■ Data to use:

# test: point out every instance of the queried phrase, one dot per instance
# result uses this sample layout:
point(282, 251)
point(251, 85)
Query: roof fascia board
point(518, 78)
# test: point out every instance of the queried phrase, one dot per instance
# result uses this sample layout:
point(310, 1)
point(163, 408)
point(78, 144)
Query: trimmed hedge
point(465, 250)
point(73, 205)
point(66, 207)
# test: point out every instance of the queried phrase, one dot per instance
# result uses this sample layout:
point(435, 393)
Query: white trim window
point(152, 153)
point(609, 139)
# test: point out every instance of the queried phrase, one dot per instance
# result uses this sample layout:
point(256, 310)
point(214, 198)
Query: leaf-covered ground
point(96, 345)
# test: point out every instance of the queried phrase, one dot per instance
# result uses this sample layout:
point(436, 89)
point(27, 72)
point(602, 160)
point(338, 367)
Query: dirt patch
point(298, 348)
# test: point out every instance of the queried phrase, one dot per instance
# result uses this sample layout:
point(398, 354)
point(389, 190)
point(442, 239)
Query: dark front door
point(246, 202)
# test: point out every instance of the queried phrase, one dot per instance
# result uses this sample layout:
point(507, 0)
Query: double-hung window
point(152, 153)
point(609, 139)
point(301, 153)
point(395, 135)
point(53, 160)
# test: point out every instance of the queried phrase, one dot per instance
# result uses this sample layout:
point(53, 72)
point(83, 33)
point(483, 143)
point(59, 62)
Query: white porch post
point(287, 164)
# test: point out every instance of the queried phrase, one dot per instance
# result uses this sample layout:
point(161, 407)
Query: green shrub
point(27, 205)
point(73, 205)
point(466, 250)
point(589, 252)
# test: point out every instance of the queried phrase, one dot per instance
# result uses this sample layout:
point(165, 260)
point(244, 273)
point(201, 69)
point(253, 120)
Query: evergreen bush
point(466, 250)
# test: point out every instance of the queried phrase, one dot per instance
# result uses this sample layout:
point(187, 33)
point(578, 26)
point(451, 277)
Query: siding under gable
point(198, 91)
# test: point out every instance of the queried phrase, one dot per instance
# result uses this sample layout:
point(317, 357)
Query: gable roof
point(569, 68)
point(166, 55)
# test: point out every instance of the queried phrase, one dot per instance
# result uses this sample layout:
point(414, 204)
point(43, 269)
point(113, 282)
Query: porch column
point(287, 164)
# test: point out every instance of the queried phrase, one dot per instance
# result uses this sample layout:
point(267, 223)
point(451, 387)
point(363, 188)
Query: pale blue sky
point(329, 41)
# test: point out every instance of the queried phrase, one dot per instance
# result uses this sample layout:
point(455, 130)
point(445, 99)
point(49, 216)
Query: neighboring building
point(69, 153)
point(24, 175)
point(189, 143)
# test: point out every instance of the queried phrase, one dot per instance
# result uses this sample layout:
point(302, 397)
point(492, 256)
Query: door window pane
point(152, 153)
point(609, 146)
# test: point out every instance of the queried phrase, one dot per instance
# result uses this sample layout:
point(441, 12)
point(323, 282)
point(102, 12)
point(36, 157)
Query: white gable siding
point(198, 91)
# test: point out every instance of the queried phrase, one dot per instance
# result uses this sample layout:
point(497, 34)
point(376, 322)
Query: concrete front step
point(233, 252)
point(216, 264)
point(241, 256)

■ What this task involves:
How many of the lines above contain the string "front"? Reply with the number alone.

■ Response to this exercise:
2